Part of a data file

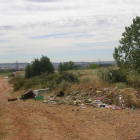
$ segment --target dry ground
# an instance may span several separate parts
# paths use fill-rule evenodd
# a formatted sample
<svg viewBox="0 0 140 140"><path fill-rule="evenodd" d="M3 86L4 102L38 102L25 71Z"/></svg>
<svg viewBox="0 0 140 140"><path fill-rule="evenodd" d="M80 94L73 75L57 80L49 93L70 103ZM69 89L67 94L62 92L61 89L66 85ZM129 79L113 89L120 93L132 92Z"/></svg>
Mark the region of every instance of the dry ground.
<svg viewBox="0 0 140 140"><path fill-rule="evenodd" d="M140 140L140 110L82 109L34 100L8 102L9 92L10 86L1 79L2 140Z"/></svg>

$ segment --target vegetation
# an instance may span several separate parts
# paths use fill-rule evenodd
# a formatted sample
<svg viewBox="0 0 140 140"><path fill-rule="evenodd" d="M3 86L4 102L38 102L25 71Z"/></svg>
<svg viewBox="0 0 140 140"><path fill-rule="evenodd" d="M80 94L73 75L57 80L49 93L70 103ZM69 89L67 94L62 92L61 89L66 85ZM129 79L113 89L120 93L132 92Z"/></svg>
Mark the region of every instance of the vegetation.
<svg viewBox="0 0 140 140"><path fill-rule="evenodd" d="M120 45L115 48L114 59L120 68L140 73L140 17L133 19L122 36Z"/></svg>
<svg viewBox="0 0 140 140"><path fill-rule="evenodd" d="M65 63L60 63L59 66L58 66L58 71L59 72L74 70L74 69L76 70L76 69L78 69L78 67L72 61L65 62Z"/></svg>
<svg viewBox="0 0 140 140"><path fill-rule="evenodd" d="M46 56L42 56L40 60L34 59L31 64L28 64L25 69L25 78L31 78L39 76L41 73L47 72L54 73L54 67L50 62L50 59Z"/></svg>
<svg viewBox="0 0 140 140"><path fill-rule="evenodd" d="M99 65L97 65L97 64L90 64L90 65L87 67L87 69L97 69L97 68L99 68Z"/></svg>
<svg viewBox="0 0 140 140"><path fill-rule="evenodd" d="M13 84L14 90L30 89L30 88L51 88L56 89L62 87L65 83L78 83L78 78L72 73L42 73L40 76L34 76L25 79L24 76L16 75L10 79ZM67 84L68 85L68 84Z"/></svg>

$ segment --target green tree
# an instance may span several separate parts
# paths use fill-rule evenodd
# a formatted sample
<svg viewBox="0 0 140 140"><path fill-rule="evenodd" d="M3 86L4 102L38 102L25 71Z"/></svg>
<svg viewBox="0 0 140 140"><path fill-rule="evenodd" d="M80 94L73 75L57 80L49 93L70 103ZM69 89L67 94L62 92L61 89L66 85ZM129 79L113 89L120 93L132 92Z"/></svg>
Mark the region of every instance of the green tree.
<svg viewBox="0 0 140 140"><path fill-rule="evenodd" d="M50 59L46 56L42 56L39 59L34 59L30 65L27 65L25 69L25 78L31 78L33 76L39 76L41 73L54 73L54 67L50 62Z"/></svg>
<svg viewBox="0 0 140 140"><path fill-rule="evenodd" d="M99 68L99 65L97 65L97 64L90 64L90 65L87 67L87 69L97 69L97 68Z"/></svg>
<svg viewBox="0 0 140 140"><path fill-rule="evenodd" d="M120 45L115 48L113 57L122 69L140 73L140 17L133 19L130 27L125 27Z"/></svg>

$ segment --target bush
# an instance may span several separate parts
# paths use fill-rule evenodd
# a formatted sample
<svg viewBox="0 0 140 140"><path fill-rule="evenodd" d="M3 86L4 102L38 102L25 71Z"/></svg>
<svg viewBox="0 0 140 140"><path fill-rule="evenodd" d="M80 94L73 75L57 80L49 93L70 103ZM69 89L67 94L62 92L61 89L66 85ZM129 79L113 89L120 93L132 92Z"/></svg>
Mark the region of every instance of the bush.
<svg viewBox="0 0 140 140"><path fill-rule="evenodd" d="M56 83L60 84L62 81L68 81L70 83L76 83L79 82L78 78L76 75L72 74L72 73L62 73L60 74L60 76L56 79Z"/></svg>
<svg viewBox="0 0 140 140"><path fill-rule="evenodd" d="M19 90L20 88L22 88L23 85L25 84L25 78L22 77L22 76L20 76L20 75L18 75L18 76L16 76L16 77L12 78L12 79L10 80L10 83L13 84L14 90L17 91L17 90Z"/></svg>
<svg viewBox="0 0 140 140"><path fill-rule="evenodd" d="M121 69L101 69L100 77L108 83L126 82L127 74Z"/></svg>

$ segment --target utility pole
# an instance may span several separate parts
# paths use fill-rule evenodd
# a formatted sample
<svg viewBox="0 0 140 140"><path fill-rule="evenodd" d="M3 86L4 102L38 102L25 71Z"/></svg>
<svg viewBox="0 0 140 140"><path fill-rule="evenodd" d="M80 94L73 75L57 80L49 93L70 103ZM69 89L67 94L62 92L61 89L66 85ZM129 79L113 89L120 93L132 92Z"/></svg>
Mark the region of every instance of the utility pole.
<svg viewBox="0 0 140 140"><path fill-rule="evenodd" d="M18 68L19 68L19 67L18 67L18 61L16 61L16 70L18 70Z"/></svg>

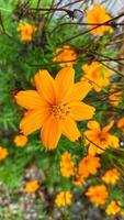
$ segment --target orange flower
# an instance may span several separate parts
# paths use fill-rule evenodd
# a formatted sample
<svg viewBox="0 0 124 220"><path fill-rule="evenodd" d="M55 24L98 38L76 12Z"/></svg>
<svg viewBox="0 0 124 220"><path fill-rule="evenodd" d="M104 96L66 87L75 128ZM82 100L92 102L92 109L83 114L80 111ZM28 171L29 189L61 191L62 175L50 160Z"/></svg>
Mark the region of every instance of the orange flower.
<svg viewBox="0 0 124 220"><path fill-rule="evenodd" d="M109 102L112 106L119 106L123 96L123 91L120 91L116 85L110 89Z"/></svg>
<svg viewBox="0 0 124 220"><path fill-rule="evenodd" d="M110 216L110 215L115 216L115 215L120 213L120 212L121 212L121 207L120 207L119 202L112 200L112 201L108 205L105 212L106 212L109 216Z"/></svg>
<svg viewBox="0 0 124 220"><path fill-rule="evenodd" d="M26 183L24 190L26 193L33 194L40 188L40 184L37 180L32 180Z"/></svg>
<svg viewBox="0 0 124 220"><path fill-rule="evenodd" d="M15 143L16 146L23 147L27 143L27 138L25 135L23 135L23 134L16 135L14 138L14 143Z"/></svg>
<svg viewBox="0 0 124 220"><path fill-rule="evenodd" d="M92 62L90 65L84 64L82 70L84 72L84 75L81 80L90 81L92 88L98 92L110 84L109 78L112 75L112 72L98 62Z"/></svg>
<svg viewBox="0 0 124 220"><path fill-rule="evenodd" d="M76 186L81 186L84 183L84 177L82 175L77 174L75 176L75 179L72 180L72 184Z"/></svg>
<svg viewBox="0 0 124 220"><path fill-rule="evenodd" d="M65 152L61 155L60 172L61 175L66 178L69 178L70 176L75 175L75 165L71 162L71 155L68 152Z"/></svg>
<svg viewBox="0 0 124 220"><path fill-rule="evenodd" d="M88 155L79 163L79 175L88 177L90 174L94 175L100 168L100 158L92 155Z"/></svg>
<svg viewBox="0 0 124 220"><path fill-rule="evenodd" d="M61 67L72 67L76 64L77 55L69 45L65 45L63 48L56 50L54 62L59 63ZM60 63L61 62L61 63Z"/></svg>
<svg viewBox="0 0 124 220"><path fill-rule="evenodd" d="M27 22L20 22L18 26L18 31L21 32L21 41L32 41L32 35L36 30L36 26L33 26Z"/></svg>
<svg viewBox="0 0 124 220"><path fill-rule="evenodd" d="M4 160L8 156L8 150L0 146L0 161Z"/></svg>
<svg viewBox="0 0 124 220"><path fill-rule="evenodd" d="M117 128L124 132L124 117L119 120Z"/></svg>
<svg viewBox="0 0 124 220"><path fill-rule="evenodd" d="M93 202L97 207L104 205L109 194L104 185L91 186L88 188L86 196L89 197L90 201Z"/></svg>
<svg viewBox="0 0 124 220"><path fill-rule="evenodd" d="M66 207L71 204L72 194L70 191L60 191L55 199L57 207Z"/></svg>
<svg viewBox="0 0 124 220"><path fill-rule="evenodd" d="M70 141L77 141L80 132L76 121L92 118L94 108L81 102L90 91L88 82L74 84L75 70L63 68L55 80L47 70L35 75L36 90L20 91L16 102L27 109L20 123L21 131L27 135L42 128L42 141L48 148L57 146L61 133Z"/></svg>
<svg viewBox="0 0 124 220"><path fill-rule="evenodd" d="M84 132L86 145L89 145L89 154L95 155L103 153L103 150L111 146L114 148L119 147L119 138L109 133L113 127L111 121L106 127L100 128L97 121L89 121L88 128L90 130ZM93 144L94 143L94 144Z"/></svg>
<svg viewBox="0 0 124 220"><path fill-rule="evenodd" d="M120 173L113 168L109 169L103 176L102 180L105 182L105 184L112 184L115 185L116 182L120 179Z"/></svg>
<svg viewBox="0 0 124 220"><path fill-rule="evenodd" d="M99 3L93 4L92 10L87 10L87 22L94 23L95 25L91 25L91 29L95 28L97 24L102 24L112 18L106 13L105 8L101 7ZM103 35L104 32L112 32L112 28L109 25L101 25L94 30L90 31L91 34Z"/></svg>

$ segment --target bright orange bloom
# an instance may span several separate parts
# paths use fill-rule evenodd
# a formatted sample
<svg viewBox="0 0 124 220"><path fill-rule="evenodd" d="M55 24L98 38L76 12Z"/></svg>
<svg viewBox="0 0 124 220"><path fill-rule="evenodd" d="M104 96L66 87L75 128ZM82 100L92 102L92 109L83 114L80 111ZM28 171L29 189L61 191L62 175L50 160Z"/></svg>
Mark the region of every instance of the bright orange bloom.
---
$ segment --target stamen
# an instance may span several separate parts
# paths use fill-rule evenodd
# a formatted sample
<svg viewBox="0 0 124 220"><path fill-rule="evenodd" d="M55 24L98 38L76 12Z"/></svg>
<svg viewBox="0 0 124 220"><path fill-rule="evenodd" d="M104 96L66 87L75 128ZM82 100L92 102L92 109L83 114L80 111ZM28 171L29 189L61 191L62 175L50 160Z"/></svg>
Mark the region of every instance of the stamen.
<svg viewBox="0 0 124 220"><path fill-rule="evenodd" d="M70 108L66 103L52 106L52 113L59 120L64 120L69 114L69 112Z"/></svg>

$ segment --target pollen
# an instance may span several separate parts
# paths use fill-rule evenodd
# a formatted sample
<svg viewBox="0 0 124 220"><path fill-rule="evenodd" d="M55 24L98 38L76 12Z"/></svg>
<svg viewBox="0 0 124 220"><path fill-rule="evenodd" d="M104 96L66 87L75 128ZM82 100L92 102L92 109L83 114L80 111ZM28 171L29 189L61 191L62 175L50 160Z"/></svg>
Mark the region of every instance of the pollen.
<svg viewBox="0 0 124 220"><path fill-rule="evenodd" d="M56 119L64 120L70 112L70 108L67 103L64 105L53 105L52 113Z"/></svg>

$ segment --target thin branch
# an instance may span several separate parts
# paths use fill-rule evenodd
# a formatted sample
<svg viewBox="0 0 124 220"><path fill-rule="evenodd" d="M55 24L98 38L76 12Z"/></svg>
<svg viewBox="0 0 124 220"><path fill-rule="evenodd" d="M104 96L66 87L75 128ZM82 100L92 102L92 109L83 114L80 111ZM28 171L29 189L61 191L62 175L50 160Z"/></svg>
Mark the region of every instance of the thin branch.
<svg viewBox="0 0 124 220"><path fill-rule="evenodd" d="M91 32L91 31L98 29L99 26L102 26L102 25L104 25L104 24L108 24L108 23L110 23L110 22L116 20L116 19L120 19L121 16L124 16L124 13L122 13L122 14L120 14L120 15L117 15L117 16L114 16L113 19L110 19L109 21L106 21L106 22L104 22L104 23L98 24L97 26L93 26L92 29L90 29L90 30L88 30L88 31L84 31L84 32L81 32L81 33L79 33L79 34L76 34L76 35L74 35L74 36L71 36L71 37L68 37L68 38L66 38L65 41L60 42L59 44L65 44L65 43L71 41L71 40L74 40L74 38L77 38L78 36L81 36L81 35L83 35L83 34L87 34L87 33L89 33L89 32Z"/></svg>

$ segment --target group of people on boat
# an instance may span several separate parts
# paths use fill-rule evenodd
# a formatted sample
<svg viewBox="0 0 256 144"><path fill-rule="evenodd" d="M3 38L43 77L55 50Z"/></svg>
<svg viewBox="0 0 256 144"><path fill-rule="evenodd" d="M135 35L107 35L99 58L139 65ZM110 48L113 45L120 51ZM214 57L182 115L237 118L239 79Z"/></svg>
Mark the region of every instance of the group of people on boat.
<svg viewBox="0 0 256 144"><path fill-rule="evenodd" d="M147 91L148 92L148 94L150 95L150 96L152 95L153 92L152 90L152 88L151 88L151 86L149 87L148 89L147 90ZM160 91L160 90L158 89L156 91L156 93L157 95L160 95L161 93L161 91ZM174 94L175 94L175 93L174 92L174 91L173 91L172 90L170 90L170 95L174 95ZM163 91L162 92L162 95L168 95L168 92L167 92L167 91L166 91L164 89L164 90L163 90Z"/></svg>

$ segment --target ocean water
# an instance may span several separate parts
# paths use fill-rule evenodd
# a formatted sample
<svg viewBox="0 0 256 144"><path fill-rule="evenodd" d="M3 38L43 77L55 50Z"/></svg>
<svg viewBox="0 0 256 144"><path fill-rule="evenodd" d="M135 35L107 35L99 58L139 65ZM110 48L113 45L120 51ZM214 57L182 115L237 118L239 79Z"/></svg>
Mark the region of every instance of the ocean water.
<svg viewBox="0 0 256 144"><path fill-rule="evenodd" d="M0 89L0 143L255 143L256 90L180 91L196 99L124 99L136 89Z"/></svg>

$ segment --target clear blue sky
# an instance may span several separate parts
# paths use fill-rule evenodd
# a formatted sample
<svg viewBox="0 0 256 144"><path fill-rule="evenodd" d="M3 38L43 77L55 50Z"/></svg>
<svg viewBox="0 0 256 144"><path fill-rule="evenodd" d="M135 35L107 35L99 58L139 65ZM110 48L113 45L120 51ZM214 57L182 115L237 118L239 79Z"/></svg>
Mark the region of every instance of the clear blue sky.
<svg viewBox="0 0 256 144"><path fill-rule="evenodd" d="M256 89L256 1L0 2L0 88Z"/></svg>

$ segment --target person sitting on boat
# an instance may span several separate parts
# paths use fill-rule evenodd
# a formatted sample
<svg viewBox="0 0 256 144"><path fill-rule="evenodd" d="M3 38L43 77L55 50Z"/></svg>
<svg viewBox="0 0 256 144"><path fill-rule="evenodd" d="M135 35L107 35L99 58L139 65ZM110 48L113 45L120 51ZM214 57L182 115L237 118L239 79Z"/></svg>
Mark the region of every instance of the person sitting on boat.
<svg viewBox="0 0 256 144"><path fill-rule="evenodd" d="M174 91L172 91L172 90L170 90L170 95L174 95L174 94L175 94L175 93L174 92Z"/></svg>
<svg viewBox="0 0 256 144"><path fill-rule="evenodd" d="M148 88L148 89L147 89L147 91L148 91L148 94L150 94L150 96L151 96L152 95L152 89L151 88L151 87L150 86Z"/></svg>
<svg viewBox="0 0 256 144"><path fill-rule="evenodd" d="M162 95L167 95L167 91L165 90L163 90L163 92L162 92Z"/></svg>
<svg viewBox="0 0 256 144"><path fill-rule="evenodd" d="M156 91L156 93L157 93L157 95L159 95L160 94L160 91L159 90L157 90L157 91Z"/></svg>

WHAT THE EXERCISE ASKS: Please repeat the lines of the listing from the line with "segment --target stamen" to the line with "119L64 120L70 112L70", including both of those lines.

RESULT OF THIS TASK:
$ segment --target stamen
# an instance may span several separate parts
# paths use fill-rule evenodd
# a formatted sample
<svg viewBox="0 0 124 220"><path fill-rule="evenodd" d="M55 24L98 38L76 12Z"/></svg>
<svg viewBox="0 0 124 220"><path fill-rule="evenodd" d="M104 96L66 87L75 128ZM82 100L92 102L92 109L83 114L80 111ZM28 171L29 189L61 191L62 175L50 160Z"/></svg>
Mark the region of every instance of the stamen.
<svg viewBox="0 0 124 220"><path fill-rule="evenodd" d="M70 108L66 103L52 106L52 113L59 120L64 120L69 114L69 112Z"/></svg>

$ segment --target pollen
# an instance may span several separate parts
# paths use fill-rule evenodd
# a formatted sample
<svg viewBox="0 0 124 220"><path fill-rule="evenodd" d="M55 24L98 38L76 12Z"/></svg>
<svg viewBox="0 0 124 220"><path fill-rule="evenodd" d="M104 96L66 87L75 128ZM82 100L92 102L92 109L83 114L80 111ZM28 171L29 189L61 191L62 175L50 160Z"/></svg>
Mark the region of every instance of the pollen.
<svg viewBox="0 0 124 220"><path fill-rule="evenodd" d="M56 119L64 120L70 112L70 108L67 103L64 105L53 105L52 113Z"/></svg>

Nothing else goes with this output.